**TEXT SECTION**
=== Begin Enclosure ===

However, I should tell the Minister that like the noble Baroness I am not satisfied by the FCO's participation in the human rights dialogue with India. Part of this is bilateral and part of it is through the EU, and the EU commissioner is personally committed to it. But we are old friends of India, and many of us would like to see a much more active role for the FCO, not just through dialogue at a high and occasional level, but through engagement with some of the organisations experienced in human rights in India and, in that way, through the political process in India.
As we have heard, in Orissa last August a Hindu swami and four assistants were shot dead by unknown gunmen. As these men were known to have converted tribals and dalits to Hinduism, Christians were immediately blamed. In the reprisals, more than 200 churches and hundreds of houses were destroyed in Kandhamal; violence in which dozens of Christians lost their lives and thousands became homeless. A nun and a Hindu girl were raped: the girl was murdered, it was said, because her grandparents were converted Christians. We should all be grateful to my noble friend Lady Cox—I know that we are—and to Christian Solidarity Worldwide for all the documentation that is done following the many visits that they have undertaken.
Christmas Day has apparently been chosen for another showdown between the two religious camps in Orissa. The Hindu authorities, backed by the Vishwa Hindu Parishad, VHP, have ordered a sit-down strike—or a bandh—on that day if the swami's killers are not arrested. In response, the National Council of Churches and the Catholic Bishops' Conference have united to resist all threats to Christians during their most important festival. Violence erupted when a similar strike was called around Christmas last year, and we must hope that there will not be violence this time.
This conflict, like others in the sub-continent, cannot simply be explained by religion, as is usually suggested, especially in popular newspaper headlines. While dalits have generally been the poorest and most neglected in society, many have undeniably improved their socio-economic status through conversion. In itself, that may be a cause of envy and resentment. Yet again, victimisation of Christians and their loss of scheduled status recently led some of them to question whether the church's protection has in fact led them into violence and homelessness, when they would have preferred to be left alone.

=== End Enclosure ===

**EXTRACTED ENTRIES**
=== Begin Enclosure ===

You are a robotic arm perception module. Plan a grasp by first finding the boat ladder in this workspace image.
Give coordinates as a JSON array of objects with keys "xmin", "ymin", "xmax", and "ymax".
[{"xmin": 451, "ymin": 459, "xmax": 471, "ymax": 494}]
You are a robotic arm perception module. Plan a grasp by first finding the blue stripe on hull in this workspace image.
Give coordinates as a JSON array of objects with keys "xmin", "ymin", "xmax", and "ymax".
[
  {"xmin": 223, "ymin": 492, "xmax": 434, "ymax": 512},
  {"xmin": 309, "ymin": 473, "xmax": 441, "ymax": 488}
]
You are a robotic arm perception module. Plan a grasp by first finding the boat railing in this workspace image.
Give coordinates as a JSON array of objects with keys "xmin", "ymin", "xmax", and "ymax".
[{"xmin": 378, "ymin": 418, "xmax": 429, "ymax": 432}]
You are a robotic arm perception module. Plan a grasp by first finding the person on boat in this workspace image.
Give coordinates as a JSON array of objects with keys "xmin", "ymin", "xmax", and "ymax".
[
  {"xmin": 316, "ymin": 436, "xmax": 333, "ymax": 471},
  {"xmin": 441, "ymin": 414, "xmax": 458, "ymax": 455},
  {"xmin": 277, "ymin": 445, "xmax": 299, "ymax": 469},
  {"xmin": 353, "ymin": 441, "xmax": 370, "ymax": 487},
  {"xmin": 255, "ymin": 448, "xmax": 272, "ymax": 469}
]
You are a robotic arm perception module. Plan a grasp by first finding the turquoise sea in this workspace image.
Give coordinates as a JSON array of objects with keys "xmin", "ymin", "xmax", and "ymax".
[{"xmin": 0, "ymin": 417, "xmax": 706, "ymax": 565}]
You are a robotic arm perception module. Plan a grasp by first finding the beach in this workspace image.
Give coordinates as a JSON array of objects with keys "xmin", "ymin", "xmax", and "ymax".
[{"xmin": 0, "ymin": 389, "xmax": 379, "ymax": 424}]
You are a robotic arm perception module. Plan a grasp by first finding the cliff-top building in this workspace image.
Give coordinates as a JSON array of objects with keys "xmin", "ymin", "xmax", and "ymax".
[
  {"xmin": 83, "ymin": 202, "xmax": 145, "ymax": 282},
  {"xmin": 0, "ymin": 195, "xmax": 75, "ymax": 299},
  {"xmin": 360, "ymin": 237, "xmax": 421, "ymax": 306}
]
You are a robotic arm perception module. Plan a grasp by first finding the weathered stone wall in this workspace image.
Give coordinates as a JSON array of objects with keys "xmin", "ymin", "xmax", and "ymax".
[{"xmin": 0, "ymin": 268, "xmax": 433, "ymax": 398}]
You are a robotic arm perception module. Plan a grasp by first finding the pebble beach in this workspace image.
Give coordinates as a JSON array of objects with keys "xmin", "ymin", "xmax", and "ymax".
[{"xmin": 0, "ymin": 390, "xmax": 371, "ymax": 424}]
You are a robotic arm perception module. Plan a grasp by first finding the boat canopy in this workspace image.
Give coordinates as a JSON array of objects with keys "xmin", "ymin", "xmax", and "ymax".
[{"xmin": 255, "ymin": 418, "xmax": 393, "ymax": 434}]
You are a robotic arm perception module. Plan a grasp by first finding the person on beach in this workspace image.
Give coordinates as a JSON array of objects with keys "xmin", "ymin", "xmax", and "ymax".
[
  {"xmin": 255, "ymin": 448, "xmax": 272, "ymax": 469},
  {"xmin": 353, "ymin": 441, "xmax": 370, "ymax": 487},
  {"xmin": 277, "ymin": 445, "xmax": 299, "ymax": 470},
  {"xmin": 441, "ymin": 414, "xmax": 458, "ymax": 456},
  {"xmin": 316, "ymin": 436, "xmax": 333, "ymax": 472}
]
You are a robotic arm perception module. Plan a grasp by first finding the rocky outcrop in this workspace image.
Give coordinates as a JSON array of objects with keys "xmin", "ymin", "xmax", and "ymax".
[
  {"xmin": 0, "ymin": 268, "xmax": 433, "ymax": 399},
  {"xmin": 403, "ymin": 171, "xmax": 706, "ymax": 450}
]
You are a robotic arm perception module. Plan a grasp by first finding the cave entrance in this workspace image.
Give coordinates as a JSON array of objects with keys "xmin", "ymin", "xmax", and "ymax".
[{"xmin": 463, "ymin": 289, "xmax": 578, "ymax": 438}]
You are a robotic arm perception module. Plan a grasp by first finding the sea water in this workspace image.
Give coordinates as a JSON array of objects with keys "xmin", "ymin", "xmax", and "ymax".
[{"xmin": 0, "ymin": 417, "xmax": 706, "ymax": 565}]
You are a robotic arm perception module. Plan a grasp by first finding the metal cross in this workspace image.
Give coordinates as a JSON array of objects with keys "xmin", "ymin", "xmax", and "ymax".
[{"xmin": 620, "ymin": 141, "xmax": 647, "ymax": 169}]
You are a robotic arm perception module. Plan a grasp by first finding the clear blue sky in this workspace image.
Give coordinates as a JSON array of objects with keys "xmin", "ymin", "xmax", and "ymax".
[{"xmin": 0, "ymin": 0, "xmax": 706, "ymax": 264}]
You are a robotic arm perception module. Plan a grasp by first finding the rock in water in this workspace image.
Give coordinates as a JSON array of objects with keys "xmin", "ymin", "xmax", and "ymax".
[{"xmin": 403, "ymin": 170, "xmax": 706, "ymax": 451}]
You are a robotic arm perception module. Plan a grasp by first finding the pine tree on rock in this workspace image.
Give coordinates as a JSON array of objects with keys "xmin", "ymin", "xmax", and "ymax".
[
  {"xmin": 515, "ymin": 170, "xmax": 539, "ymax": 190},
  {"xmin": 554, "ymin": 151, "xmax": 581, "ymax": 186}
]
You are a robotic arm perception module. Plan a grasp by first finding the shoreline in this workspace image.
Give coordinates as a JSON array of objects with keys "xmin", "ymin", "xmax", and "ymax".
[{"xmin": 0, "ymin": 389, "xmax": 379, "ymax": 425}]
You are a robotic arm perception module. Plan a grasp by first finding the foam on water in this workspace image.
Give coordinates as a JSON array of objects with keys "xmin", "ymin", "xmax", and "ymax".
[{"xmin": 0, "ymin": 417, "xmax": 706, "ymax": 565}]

=== End Enclosure ===

**EXERCISE A**
Return the section of the passage on violence against Christians in India starting at "This conflict, like" and ending at "be left alone.".
**EXERCISE B**
Please carry the passage on violence against Christians in India forward from where it stops.

**WRITTEN RESPONSE A**
This conflict, like others in the sub-continent, cannot simply be explained by religion, as is usually suggested, especially in popular newspaper headlines. While dalits have generally been the poorest and most neglected in society, many have undeniably improved their socio-economic status through conversion. In itself, that may be a cause of envy and resentment. Yet again, victimisation of Christians and their loss of scheduled status recently led some of them to question whether the church's protection has in fact led them into violence and homelessness, when they would have preferred to be left alone.

**WRITTEN RESPONSE B**
The Chief Minister of Orissa, Mr Naveen Patnaik, is a personal friend of mine from Delhi in the 1960s, when his father was the Chief Minister before him. I know his family well. I was encouraged to hear from the noble Lord, Lord Anderson, of his assurances about security at Christmas. But I have to tell Naveen that, from what I have read, neither his Government nor the Union Government in Delhi have taken sufficient action to find the perpetrators of this massacre or to protect its victims still in camps. The state police are inadequate to prevent further violence: some say that they cannot even defend themselves. Is it not time for both central and state governments together to take more initiative? My noble friend has already made suggestions about the intelligence services, which the Minister will have noted.
As a result of the terrorist outrage in Mumbai, there is already a lot of heart-searching in India. There will, I hope, be, alongside the pursuit of criminals, an international recognition of its underlying causes. Further, there must be a renewed determination by the Indian Government, with outside help, to deal with the country's own major challenge, the eradication of poverty and human rights abuse in all forms.